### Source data
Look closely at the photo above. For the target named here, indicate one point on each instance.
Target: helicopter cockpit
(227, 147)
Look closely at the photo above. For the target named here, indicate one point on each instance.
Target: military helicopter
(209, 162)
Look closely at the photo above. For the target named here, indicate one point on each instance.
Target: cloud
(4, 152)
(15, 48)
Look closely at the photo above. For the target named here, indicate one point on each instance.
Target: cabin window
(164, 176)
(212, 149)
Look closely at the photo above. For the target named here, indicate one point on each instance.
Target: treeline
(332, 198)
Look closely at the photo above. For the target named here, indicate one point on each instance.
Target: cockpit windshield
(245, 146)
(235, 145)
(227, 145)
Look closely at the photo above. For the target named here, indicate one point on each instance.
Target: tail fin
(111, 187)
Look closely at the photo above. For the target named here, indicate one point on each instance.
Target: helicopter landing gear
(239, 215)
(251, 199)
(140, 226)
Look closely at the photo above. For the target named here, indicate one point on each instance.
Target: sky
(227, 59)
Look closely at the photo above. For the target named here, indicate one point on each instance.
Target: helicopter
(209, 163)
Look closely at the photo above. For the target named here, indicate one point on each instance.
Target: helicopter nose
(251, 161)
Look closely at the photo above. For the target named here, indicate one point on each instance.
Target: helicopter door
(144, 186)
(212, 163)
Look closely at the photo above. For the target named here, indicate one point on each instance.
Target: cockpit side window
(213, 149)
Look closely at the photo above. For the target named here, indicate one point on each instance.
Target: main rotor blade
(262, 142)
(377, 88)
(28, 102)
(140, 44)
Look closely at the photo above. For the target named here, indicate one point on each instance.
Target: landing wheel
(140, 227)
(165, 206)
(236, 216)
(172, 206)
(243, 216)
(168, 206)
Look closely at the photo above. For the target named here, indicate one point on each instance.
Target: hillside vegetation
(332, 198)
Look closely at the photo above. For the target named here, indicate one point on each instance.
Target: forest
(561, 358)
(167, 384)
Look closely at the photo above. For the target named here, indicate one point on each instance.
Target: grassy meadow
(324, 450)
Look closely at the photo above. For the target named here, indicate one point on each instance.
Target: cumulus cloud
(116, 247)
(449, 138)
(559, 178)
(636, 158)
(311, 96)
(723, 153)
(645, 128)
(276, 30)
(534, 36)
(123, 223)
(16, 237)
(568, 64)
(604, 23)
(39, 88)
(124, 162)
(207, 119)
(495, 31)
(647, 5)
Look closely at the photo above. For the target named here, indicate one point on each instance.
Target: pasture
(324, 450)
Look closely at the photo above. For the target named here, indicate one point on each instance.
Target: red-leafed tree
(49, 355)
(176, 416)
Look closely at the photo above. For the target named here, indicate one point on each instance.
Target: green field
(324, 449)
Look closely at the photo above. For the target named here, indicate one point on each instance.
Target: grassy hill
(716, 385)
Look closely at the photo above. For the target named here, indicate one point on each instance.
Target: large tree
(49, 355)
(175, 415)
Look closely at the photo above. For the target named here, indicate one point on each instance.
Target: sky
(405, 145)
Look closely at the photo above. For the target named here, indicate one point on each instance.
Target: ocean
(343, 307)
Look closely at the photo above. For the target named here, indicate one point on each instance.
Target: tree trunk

### What you need to do
Top to bottom, set down the entries above word for word.

### Problem solution
Look closely at the photo above. For the target named here, indicate one point on each instance.
Target: helicopter cockpit
(227, 147)
Look closely at the photo above. For the target named here, indicate one point on each instance.
Target: military helicopter
(209, 162)
Look closely at the photo above. For the target named here, indicate one point on each instance.
Target: cloud
(4, 152)
(15, 48)
Look closely at the photo above. For the target named here, indicate one point on each instance.
Target: cabin window
(164, 176)
(212, 149)
Look closely at the photo above. For the target named here, indicate one point on each instance.
Target: treeline
(332, 198)
Look closely at the photo above. For the target named here, indicate one point on each instance.
Target: cockpit windshield
(245, 146)
(235, 145)
(227, 145)
Look closely at the photo above. For the target named here, indicate one point on each instance.
Target: tail fin
(111, 187)
Look closely at the photo above. For the target named here, indicate one point on each instance.
Target: helicopter landing gear
(239, 215)
(251, 199)
(140, 226)
Look closely at the photo above. For the target named here, indicate one point on each instance.
Target: sky
(227, 59)
Look closely at the photo above. For the target named here, indicate one point on each instance.
Target: helicopter
(209, 163)
Look closely at the photo above. For the target named here, indicate one point on each instance.
Target: helicopter nose
(251, 161)
Look closely at the photo above. For the target named here, indicate one point on each instance.
Target: helicopter door
(144, 186)
(212, 163)
Look closely at the photo above. For the target named here, indicate one point on each instance.
Target: cockpit side window
(213, 149)
Look closely at the photo above. For the target named here, indicate one point on each instance.
Target: main rotor blade
(262, 142)
(377, 88)
(28, 102)
(140, 44)
Look closely at the photo above. For the target named here, indicate one point on each instance.
Target: landing wheel
(140, 227)
(165, 206)
(236, 216)
(172, 206)
(243, 216)
(168, 206)
Look closely at the photo above. For the target named here, indicate one point on each instance.
Target: hillside vegetation
(332, 198)
Look closely at the photo above. For the target named here, indicate one point on each instance.
Target: forest
(561, 358)
(167, 384)
Look closely at the photo above. For the target named here, indicate one point on each instance.
Target: grassy meadow
(324, 450)
Look closely at the photo above. For the target named here, indicate one point on each instance.
Target: cumulus cloud
(116, 247)
(449, 138)
(559, 178)
(636, 158)
(311, 96)
(723, 153)
(645, 128)
(276, 30)
(534, 36)
(123, 223)
(16, 237)
(568, 64)
(604, 23)
(39, 88)
(124, 162)
(207, 119)
(495, 31)
(647, 5)
Look closely at the photo above. For the target named here, indicate one point on each instance.
Target: pasture
(324, 450)
Look closely at the photo above. For the target named here, indicate one point on each instance.
Target: red-leafed tree
(49, 355)
(176, 416)
Look closely at the photo above. For the target named here, indicate one point on each instance.
Target: green field
(324, 449)
Look closely at the photo above. For the target named here, indicate one point on each instance.
Target: grassy hill
(716, 385)
Look closely at the photo above. For the target named here, indicate one point on each instance.
Target: large tree
(49, 355)
(175, 415)
Look closely at the photo above. For the target named here, indicate one point on each instance.
Target: sky
(405, 145)
Look closely at the photo above. For the target named here, indicate one point on each instance.
Target: ocean
(343, 307)
Look closely at the photo above. For the target named here, indicate one point on each instance.
Target: tree trunk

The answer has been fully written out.